━━━ EXERCISE PASSAGE ━━━

Palomar College! you?


----------



## sdadam (Sep 20, 2006)

I got mine at palomar too. Good program, what days and times do you have class? I've been meaning to stop by and see bruce.


----------



## EMTalex (Sep 20, 2006)

Thats cool mate!

umm Tuesdays and Thursdays 9-11:50


----------



## FireStrut (Sep 21, 2006)

*We have started our pt assessment in class tonight. This is the first time I have laid hands on a dummy pt for trauma and boy did I freeze up. By the end of class I was doing ok, so I was glad about that. I am going to make some copies of these sheets and wherever I go then these papers will go. This stuff is hard but at the same time it is fun too. I think I will be saying SAMPLE and DCAP-BTLS in my sleep.*


----------



## c-spine (Sep 22, 2006)

It's tough the first few times. I was the same way. I had my sheet in front of me with all the things I need to do for like... the first 2 months....lol. I would suggest memorizing it piece by piece; that's how I learned it. But that's just me.

━━━

EXERCISE TASKS:
• a. In the forum thread about EMT class, copy word for word the part starting at "## FireStrut (Sep" and ending at "(Sep 22, 2006)".
• b. According to the forum thread about EMT class, on what days and at what times does EMTalex have class?
• c. Continue the forum thread about EMT class from where it stops.

━━━ GIVEN RECORDS ━━━

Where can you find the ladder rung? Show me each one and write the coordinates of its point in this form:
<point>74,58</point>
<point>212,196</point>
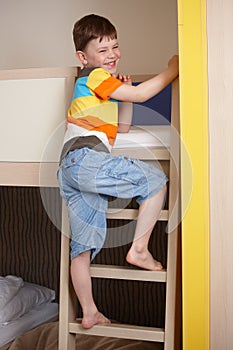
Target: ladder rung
<point>130,214</point>
<point>158,153</point>
<point>116,330</point>
<point>125,273</point>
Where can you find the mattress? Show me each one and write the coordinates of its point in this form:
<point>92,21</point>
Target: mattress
<point>144,136</point>
<point>41,314</point>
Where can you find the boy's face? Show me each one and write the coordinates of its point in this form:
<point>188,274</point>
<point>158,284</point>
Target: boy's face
<point>105,54</point>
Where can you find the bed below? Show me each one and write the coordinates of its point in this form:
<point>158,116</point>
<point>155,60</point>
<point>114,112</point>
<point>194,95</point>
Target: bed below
<point>46,337</point>
<point>41,314</point>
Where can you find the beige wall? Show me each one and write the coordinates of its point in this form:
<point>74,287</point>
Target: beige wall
<point>220,53</point>
<point>38,33</point>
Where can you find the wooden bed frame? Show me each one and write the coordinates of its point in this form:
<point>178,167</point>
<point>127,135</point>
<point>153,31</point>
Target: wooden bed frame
<point>18,169</point>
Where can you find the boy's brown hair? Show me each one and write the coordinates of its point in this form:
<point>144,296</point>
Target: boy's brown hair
<point>92,27</point>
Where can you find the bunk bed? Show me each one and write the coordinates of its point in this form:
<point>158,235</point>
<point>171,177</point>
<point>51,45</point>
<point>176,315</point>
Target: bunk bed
<point>37,100</point>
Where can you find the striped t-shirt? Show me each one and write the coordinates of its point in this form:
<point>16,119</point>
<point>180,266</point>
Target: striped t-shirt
<point>92,112</point>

━━━

ANSWERS TO EACH TASK:
• a.
## FireStrut (Sep 21, 2006)

*We have started our pt assessment in class tonight. This is the first time I have laid hands on a dummy pt for trauma and boy did I freeze up. By the end of class I was doing ok, so I was glad about that. I am going to make some copies of these sheets and wherever I go then these papers will go. This stuff is hard but at the same time it is fun too. I think I will be saying SAMPLE and DCAP-BTLS in my sleep.*


----------



## c-spine (Sep 22, 2006)

• b. Tuesdays and Thursdays, 9-11:50.

• c.
Just remember - practice a lot.


----------



## Ridryder911 (Sep 22, 2006)

Research has shown and proven that mnemonics are helpful in test time and when trying to learn for testing, however; they show as well most do not remember or only partially remember them within one year.

That is why I only teach them for testing purposes only. Terms such as DCAP, CUPS, etc.. are okay, but does not really emphasize the need, and in-detail of assessments. As well, DCAP (a BTLS) term is regional, as we in my area does not use the BTLS rather we use PHTLS, which is identical in theory. 

I truly believe assessments can only improve on practicing and then practicing on real patients. Sure utilize anything that will improve your skills, but then hone onto them as they should get more detailed. Remember assessment is the only way to detect injuries on unresponsive patients. 

R/r911


----------



## joemt (Sep 24, 2006)

BTLS is Burns, Tenderness, Lacerations, Swelling.. not the BTLS course... what does PHTLS stand for in Assessment Rid?


----------



## Jon (Sep 24, 2006)

joemt said:


> BTLS is Burns, Tenderness, Lacerations, Swelling.. not the BTLS course... what does PHTLS stand for in Assessment Rid?


The BTLS acronym is taught in the BTLS course.... I think PHTLS teaches it differently.


----------



## joemt (Sep 24, 2006)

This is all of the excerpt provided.